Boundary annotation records
-.-.-

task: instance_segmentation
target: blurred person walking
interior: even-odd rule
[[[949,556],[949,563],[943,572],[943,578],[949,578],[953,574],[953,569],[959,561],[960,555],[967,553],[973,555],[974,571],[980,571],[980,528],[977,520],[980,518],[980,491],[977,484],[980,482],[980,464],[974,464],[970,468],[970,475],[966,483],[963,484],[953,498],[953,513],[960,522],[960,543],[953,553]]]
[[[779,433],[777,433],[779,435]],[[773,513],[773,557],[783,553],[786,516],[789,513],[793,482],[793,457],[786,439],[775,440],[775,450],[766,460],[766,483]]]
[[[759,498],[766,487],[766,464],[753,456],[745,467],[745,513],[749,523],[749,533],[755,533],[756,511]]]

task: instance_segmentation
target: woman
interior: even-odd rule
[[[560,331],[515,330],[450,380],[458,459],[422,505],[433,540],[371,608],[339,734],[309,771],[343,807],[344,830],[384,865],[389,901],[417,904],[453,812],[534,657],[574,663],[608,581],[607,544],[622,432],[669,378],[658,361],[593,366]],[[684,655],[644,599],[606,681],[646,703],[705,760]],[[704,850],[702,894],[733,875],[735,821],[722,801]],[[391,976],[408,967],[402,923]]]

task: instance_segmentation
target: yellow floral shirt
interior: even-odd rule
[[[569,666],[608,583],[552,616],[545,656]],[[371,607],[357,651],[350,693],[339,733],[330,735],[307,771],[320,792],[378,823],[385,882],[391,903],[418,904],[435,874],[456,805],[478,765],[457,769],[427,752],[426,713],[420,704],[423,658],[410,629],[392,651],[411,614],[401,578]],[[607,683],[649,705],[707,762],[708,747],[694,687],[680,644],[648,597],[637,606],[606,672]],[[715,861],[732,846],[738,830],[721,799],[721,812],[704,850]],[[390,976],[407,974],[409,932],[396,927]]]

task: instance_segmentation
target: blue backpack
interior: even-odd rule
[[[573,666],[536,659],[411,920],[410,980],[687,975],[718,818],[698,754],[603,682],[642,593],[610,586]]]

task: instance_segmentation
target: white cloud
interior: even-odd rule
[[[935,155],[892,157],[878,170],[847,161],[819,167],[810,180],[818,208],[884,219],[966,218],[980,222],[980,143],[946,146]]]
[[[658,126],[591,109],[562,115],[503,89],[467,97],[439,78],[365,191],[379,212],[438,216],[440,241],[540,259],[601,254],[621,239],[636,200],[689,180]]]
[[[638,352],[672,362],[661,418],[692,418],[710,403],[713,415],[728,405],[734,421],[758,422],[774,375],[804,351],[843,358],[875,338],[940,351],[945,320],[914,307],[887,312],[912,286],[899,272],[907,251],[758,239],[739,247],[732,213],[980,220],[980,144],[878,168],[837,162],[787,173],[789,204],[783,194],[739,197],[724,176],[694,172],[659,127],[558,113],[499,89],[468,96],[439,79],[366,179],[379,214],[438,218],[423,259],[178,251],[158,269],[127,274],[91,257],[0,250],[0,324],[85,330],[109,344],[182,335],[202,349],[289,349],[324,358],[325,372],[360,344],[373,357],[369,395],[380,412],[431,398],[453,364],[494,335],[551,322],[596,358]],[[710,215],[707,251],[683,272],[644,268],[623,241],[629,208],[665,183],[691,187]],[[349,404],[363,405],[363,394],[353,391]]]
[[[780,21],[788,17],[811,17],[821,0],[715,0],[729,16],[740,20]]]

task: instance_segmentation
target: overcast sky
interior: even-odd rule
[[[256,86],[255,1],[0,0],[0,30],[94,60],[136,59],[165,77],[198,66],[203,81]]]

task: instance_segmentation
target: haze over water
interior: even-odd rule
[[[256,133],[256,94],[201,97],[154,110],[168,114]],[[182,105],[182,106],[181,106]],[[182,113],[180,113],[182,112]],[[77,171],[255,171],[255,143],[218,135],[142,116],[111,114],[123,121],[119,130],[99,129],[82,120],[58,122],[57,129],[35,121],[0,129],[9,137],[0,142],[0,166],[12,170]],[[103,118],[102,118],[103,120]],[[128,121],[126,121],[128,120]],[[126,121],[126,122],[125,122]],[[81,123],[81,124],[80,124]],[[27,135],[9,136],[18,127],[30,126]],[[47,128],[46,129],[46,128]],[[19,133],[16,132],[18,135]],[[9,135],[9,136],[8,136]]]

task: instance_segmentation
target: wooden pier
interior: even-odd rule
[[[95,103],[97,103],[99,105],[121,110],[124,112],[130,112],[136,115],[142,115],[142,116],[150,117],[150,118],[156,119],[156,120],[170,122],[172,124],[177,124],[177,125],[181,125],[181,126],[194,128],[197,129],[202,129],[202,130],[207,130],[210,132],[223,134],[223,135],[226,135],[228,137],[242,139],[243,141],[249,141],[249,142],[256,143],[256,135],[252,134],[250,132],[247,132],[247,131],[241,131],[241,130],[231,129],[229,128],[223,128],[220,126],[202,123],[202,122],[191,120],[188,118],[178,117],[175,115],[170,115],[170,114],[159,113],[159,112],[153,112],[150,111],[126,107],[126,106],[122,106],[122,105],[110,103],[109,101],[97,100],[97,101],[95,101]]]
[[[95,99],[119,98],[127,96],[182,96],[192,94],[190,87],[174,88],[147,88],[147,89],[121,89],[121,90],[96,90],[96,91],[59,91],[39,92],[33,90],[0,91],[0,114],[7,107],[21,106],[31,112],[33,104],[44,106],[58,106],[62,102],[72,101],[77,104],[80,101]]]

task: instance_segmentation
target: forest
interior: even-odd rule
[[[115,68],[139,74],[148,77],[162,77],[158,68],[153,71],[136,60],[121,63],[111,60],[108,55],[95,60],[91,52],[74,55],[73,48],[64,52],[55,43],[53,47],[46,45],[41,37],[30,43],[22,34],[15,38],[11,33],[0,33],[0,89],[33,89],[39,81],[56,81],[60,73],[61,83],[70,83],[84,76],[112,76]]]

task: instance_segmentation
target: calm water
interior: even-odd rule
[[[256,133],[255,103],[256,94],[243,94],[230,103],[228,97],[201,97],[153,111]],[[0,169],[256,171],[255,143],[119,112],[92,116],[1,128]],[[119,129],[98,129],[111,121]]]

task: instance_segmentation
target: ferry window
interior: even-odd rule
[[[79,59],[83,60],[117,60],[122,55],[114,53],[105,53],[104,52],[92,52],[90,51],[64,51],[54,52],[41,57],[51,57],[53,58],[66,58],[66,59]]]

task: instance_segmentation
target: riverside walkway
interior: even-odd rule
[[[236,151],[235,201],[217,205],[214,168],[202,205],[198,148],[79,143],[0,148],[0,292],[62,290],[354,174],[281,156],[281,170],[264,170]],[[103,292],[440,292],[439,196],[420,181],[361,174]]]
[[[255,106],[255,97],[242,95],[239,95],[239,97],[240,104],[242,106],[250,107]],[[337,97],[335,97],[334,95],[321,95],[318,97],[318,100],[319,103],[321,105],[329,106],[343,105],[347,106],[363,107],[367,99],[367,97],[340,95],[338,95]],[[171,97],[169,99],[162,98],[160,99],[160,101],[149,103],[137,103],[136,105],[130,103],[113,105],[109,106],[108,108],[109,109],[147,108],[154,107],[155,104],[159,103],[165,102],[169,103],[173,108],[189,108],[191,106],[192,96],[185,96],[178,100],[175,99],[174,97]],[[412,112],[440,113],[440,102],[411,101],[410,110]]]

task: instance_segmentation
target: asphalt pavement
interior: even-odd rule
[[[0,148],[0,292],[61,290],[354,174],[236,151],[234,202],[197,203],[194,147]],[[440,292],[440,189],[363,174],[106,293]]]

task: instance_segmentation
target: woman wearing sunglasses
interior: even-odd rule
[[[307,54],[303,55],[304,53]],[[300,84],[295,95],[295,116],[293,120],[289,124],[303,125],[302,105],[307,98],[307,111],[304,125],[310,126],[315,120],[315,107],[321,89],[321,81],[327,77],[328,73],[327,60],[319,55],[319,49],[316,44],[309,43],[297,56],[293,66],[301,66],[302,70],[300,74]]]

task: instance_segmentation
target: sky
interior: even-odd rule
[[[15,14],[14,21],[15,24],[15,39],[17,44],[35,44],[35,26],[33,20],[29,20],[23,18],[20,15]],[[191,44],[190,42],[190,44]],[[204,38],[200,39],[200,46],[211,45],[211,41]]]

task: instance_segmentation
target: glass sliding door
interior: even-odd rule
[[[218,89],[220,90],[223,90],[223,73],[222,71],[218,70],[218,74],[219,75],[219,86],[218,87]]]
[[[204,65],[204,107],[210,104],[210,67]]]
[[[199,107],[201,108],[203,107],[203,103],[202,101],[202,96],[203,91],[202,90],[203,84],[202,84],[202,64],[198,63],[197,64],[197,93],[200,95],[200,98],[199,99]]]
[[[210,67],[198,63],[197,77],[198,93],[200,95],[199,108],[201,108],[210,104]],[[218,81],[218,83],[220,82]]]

-.-.-

Problem> Pull out every line in the records above that contains the string "water", matching case exactly.

Worked answer>
target: haze over water
target: calm water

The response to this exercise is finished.